▸ **PROBLEM**: Say how many of the lines below include the word "query". Only the number should be given.

[Photo-based referring expression data]
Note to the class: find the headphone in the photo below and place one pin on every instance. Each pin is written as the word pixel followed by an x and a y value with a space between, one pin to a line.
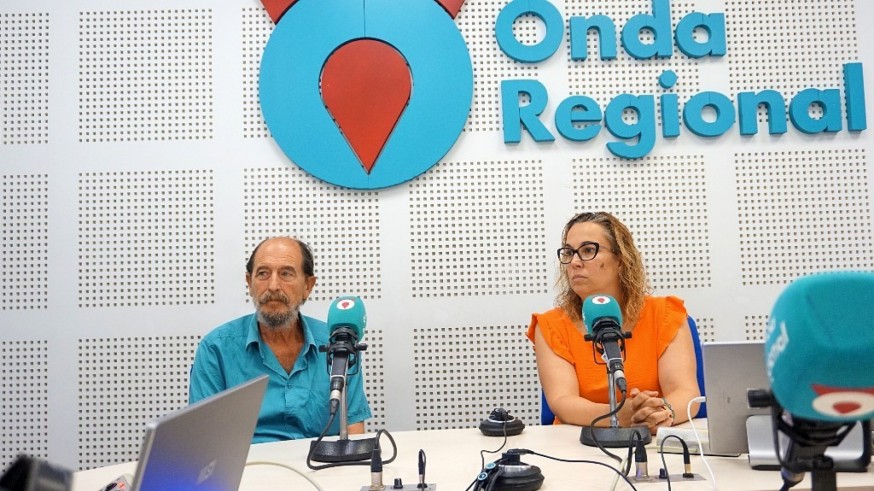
pixel 500 422
pixel 509 473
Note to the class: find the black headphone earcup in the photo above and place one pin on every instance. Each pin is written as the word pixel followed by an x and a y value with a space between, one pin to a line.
pixel 491 427
pixel 522 477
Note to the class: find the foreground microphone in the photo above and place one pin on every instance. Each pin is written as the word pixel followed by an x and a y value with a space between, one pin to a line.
pixel 819 345
pixel 818 349
pixel 603 319
pixel 346 320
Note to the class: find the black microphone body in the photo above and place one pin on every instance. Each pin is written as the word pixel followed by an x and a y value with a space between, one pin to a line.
pixel 340 352
pixel 607 333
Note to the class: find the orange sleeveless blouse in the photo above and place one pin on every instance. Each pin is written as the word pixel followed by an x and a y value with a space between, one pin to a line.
pixel 660 320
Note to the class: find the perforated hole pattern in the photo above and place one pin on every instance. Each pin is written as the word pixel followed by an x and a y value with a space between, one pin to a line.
pixel 470 240
pixel 462 373
pixel 24 63
pixel 673 238
pixel 145 75
pixel 25 408
pixel 124 383
pixel 25 243
pixel 796 203
pixel 146 238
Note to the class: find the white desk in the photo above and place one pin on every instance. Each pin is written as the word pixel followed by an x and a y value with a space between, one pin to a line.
pixel 453 460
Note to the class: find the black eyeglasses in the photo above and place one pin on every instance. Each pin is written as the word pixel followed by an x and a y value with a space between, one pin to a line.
pixel 587 251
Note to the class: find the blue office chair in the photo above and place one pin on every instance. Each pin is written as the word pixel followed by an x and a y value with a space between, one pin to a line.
pixel 547 417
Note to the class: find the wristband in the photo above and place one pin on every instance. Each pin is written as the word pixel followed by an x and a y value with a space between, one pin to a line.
pixel 667 405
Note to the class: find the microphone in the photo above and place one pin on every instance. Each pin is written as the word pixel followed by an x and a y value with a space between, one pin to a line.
pixel 603 319
pixel 346 320
pixel 818 347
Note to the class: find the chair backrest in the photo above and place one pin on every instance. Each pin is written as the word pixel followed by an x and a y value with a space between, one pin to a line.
pixel 547 417
pixel 699 362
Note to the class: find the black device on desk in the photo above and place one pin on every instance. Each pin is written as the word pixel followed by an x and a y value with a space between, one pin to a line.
pixel 501 423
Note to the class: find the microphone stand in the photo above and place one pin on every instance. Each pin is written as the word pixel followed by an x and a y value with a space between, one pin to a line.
pixel 344 449
pixel 612 436
pixel 806 442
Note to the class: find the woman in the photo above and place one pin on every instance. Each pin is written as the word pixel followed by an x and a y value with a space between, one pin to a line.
pixel 599 257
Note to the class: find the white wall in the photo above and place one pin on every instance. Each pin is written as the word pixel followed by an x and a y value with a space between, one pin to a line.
pixel 137 176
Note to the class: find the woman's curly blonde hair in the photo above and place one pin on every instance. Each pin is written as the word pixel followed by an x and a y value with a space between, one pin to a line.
pixel 632 275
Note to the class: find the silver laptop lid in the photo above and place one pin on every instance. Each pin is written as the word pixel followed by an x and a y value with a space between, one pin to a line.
pixel 730 368
pixel 203 446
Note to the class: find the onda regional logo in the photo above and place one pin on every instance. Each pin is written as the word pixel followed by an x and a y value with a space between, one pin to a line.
pixel 365 94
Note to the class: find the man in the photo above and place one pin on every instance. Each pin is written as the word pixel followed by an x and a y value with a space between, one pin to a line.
pixel 276 340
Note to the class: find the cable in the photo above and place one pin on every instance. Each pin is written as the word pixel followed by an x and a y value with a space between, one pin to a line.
pixel 315 444
pixel 482 456
pixel 605 416
pixel 524 451
pixel 686 460
pixel 298 471
pixel 699 399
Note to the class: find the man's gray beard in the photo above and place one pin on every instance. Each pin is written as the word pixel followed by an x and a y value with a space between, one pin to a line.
pixel 279 320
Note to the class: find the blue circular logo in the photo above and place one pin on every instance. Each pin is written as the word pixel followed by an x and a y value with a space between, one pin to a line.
pixel 295 97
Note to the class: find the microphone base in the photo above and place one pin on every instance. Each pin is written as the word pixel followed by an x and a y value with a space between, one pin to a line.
pixel 614 437
pixel 342 450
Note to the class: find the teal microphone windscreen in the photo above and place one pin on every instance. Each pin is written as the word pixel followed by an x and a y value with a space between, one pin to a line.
pixel 347 311
pixel 819 347
pixel 601 308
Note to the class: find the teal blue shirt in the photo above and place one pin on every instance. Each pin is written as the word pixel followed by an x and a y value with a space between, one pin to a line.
pixel 295 404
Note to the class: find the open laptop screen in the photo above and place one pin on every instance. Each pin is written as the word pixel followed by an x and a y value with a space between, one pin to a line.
pixel 203 446
pixel 730 368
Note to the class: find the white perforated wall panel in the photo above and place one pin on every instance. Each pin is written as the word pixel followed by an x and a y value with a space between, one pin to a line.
pixel 25 264
pixel 137 174
pixel 24 62
pixel 124 383
pixel 462 373
pixel 145 75
pixel 25 399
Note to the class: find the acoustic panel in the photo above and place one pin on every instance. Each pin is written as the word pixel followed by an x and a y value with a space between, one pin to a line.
pixel 374 378
pixel 123 384
pixel 783 46
pixel 466 239
pixel 462 373
pixel 24 63
pixel 24 242
pixel 25 408
pixel 803 211
pixel 789 45
pixel 341 226
pixel 755 327
pixel 146 238
pixel 706 329
pixel 145 75
pixel 669 228
pixel 257 27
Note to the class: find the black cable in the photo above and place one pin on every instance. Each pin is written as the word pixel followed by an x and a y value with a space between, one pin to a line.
pixel 687 461
pixel 603 417
pixel 341 464
pixel 523 451
pixel 482 457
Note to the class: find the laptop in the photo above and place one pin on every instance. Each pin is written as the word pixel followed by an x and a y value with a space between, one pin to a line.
pixel 203 446
pixel 730 368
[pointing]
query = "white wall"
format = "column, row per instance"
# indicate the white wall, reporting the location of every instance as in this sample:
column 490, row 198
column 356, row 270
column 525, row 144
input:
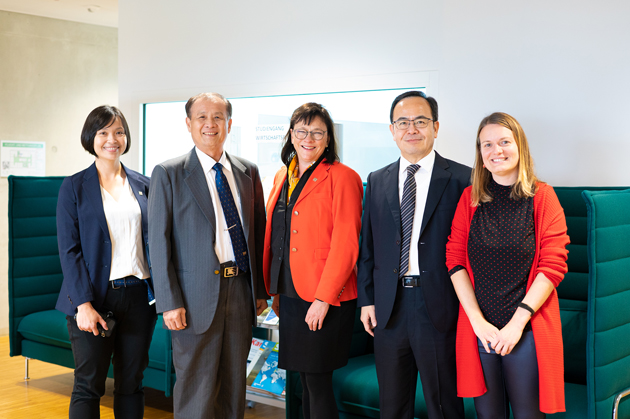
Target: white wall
column 52, row 74
column 561, row 68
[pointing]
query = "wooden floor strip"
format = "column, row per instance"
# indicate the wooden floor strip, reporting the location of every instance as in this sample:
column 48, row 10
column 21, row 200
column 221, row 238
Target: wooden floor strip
column 47, row 393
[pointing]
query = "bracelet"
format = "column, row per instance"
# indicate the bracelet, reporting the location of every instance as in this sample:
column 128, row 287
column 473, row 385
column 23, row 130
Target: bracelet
column 526, row 307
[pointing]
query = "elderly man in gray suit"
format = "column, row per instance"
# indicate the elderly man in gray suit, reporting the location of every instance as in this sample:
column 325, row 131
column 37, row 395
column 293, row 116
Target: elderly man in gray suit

▸ **FINAL ANSWER**: 4